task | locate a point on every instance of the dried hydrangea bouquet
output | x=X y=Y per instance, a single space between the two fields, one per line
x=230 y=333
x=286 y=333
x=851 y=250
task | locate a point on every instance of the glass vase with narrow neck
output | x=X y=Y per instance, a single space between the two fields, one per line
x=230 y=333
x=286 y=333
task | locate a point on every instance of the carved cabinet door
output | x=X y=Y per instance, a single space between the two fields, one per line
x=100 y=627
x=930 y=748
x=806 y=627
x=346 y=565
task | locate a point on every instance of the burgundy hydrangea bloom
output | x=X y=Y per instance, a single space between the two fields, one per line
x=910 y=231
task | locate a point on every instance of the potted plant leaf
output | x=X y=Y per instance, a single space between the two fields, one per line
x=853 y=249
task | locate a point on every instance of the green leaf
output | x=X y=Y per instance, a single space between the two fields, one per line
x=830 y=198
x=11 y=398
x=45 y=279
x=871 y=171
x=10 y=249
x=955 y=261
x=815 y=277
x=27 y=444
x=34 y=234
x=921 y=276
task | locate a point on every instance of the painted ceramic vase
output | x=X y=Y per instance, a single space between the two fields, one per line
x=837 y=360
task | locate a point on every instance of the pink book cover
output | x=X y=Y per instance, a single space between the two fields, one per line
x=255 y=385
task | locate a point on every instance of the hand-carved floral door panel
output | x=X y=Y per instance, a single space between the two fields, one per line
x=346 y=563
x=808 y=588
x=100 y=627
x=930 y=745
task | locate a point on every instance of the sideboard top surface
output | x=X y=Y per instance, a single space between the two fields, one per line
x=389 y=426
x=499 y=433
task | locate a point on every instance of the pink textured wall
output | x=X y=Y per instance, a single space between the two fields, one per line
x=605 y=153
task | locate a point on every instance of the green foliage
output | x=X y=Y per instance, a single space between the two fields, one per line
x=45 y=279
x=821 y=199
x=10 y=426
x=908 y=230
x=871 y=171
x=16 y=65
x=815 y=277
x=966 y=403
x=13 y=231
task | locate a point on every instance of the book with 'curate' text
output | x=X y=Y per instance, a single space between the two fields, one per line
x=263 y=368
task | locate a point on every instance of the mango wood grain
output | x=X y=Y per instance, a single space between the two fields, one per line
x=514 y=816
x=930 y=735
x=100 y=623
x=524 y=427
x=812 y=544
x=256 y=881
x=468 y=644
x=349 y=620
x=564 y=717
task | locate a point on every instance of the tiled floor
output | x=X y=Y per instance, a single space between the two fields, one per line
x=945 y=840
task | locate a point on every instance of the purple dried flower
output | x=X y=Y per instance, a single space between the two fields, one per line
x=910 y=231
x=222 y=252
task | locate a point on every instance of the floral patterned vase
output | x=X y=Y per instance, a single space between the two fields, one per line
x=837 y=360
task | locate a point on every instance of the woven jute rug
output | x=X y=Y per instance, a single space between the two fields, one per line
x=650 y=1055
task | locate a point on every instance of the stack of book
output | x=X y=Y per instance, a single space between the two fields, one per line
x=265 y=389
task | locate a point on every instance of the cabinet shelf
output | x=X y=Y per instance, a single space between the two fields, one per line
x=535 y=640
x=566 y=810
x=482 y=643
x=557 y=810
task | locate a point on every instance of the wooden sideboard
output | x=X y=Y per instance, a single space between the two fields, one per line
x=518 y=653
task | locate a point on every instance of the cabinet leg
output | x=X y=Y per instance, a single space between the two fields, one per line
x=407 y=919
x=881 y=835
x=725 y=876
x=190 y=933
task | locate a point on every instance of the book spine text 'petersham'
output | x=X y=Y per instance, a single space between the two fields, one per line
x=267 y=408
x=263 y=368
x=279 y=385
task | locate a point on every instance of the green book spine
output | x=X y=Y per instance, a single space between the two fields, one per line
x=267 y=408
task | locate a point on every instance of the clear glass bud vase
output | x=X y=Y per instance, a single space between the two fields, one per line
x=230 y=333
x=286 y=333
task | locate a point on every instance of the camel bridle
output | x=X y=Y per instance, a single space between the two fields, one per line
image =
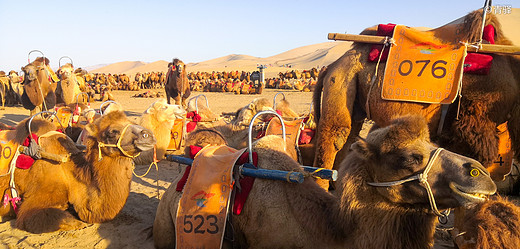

+ + + +

- _What this task involves_: Print every line of the records above verbatim, omitting the images.

- _Response for this exercise_:
task | locate a point on every instance of the dried hydrangea bouquet
output | x=X y=Y per instance, a single space between the two fields, one per line
x=230 y=333
x=286 y=333
x=851 y=250
task | locate a point on every instance of the glass vase with narrow neck
output | x=X y=Y per instance, a single space between the two fields, one per line
x=230 y=333
x=286 y=333
task | locate a point on every instance of the carved cabinet door
output | x=X y=Y per instance, a single space between the two fields, one per line
x=100 y=627
x=930 y=748
x=806 y=627
x=346 y=565
task | locate a point on every instance of the burgundy hydrangea bloom
output | x=X y=Y per instance, a single space between the two fields, one per line
x=910 y=231
task | locate a point on every instance of the potted plant leaf
output | x=X y=Y per instance, a single space between the two fields, one per line
x=853 y=249
task | locate a point on every instance of the green leaf
output | x=X y=Y per instance, a single space between the two fields, one per line
x=830 y=198
x=11 y=398
x=45 y=279
x=871 y=171
x=10 y=249
x=955 y=261
x=815 y=277
x=27 y=444
x=34 y=234
x=921 y=276
task | locate a point on every instance of the painted ceramic vase
output | x=X y=Y per instance, a single space between the two fields, one per line
x=837 y=360
task | locate a point on every instance of the pink book cover
output | x=X y=Y per instance, a single space between the two fields, one per line
x=255 y=385
task | locate a point on every instance of the hand-carved floral door panel
output | x=X y=Y per instance, a single space between the two fields, one per line
x=346 y=563
x=808 y=588
x=100 y=627
x=930 y=745
task | locate a point on every instance of the sideboard top surface
output | x=X y=Y per instance, a single space between the two fields, one per line
x=389 y=426
x=499 y=433
task | locate a point on every instance of the pink textured wall
output | x=X y=Y per instance, a single space between the two fields, one per line
x=605 y=153
task | locate a point on every instance of the green foliage
output | x=X y=Y per instance, a single space between the two fields, one per line
x=45 y=279
x=821 y=199
x=10 y=426
x=908 y=230
x=871 y=171
x=16 y=65
x=815 y=277
x=966 y=403
x=13 y=231
task | locate a point on every instance of the book with 'curate' text
output | x=X y=Y per instance, a single space between the two fields, one per line
x=263 y=368
task | locate a point on every instance of the mango wood grain
output | x=X y=Y per instance, a single space between the two fields, one per line
x=514 y=816
x=930 y=735
x=100 y=623
x=524 y=427
x=812 y=544
x=256 y=881
x=468 y=644
x=349 y=620
x=564 y=717
task | locate a point on every instance of the tiled floor
output | x=X y=Y per instance, a single space between the two fields, one per line
x=945 y=840
task | locate a point on every instance of the purple dried flower
output | x=X y=Y per instance, a single space between the two fields, one per line
x=910 y=231
x=222 y=252
task | locate a point on every instance of the floral patterned vase
output | x=X y=Y per instance, a single space between the two fields, one per line
x=837 y=360
task | locate a point on every instance of the woven jute rug
output | x=X y=Y per instance, a single space between the two fields, one per line
x=650 y=1055
task | locate a point on every instance of the stack of book
output | x=X y=Y per instance, a single space between the two fields, one per line
x=265 y=389
task | locate a point on every instance of the cabinet shelf
output | x=X y=Y per instance, a single space between the two fields, one per line
x=535 y=640
x=566 y=810
x=482 y=643
x=557 y=810
task | locate a point on every instance of the wooden sideboard
output | x=X y=Y per instance, a single space between the two fields, one per line
x=518 y=653
task | locate a point on every instance of the cabinet leg
output | x=X y=Y per instance, a single space between the two fields, one per line
x=407 y=919
x=881 y=835
x=725 y=876
x=190 y=933
task | locate a point on every instance of the book spine text 'petersham'
output | x=X y=Y per instance, a single space between the two fields, one per line
x=267 y=408
x=263 y=368
x=279 y=385
task | locate a point on every instance of the green book spine
output | x=X y=Y per instance, a single space between the two fields, one per line
x=267 y=408
task | locate a point on every instance of the clear glass bud vase
output | x=X y=Y per instance, a single space between the two fields, one per line
x=230 y=333
x=286 y=333
task | locate a point on every instance of the camel bridle
output | x=X y=Y per instance, a single space between the two fields, one per line
image =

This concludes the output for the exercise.